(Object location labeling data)
****

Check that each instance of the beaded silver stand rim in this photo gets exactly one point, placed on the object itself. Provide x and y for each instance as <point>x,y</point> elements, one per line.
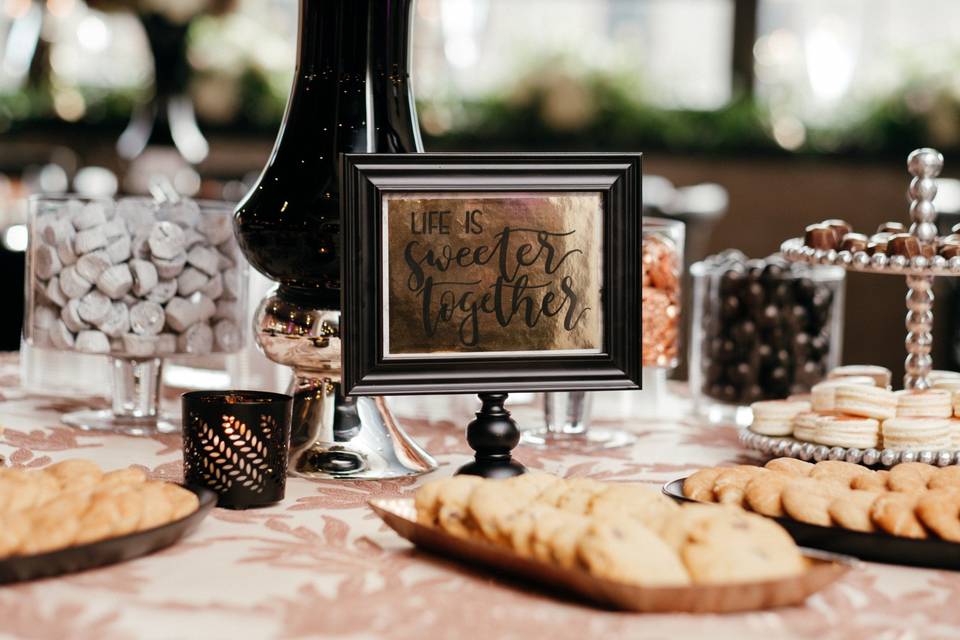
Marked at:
<point>787,447</point>
<point>795,251</point>
<point>924,165</point>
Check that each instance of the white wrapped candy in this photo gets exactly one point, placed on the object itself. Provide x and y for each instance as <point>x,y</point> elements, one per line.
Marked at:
<point>193,238</point>
<point>116,228</point>
<point>163,291</point>
<point>119,249</point>
<point>115,281</point>
<point>166,240</point>
<point>185,213</point>
<point>226,336</point>
<point>231,283</point>
<point>197,340</point>
<point>170,268</point>
<point>139,248</point>
<point>147,318</point>
<point>205,307</point>
<point>181,313</point>
<point>166,343</point>
<point>54,292</point>
<point>44,317</point>
<point>90,215</point>
<point>94,307</point>
<point>190,280</point>
<point>144,277</point>
<point>137,213</point>
<point>46,262</point>
<point>92,342</point>
<point>205,259</point>
<point>137,345</point>
<point>58,230</point>
<point>70,314</point>
<point>60,336</point>
<point>227,309</point>
<point>91,265</point>
<point>117,321</point>
<point>72,283</point>
<point>89,240</point>
<point>214,287</point>
<point>217,227</point>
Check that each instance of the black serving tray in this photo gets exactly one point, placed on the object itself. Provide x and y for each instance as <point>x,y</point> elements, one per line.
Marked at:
<point>876,547</point>
<point>106,552</point>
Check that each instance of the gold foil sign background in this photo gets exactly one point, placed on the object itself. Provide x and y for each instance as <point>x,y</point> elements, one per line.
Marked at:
<point>492,273</point>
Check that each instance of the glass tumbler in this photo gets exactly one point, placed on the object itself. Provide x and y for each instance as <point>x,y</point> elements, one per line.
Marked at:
<point>135,280</point>
<point>567,413</point>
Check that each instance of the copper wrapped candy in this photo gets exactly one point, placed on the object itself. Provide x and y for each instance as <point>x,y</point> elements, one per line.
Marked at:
<point>662,263</point>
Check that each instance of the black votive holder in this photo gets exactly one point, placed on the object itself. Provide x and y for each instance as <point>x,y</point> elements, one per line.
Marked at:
<point>235,443</point>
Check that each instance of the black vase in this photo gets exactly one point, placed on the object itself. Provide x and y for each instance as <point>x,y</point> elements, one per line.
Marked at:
<point>351,93</point>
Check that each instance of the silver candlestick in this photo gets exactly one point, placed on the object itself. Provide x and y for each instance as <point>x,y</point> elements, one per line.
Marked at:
<point>332,436</point>
<point>925,165</point>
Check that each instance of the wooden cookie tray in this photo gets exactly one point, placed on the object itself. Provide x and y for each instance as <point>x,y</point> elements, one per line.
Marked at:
<point>109,551</point>
<point>400,515</point>
<point>875,547</point>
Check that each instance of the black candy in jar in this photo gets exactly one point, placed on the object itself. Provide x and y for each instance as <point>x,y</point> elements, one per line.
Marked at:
<point>765,329</point>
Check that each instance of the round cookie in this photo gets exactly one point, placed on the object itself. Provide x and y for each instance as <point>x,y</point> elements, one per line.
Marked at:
<point>763,494</point>
<point>847,431</point>
<point>641,503</point>
<point>732,545</point>
<point>823,395</point>
<point>851,510</point>
<point>880,375</point>
<point>874,481</point>
<point>809,501</point>
<point>939,511</point>
<point>790,467</point>
<point>910,477</point>
<point>931,403</point>
<point>453,497</point>
<point>838,471</point>
<point>916,434</point>
<point>699,485</point>
<point>729,487</point>
<point>625,551</point>
<point>894,512</point>
<point>775,417</point>
<point>945,478</point>
<point>866,402</point>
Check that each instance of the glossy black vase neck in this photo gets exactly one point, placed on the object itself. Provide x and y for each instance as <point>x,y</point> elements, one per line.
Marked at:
<point>351,93</point>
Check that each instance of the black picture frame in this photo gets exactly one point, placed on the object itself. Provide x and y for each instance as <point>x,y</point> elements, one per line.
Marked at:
<point>366,178</point>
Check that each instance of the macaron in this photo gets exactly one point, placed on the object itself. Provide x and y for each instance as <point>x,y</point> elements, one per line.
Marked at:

****

**Exercise**: Rewrite the entries from the line with "Check that each instance of the copper" to the line with "<point>875,547</point>", changing "silver candlestick" to "silver candle holder" and leaving everything else as it is.

**Result of the exercise**:
Check that each instance of the copper wrapped candy in this photo gets exactly one point, placed on the object itself. Provide x and y for each instance as <point>x,y</point> elements, one per line.
Marked at:
<point>662,263</point>
Check that each instance of the black votive holder in this photo gets exactly one point, placed on the object itself. Provide x and y for each instance as <point>x,y</point> elements, one per line.
Marked at:
<point>235,443</point>
Check that each instance of the black vase in this photo gets exactly one point, placed on the object itself. Provide x and y for each instance as <point>x,y</point> elements, one per line.
Marked at:
<point>351,93</point>
Check that each instance of the silver candle holder in this photo gets exactly one point, placed on the object itself. Provide x and y for each instance as <point>x,y</point> elements, one per line.
Marked at:
<point>332,436</point>
<point>925,165</point>
Check that each instance of the wooden cookie tray in this photo gets exactly one point, placed on the object itself. Provide x and y for each instance as <point>x,y</point> elements, one per line.
Marked at:
<point>109,551</point>
<point>400,515</point>
<point>875,547</point>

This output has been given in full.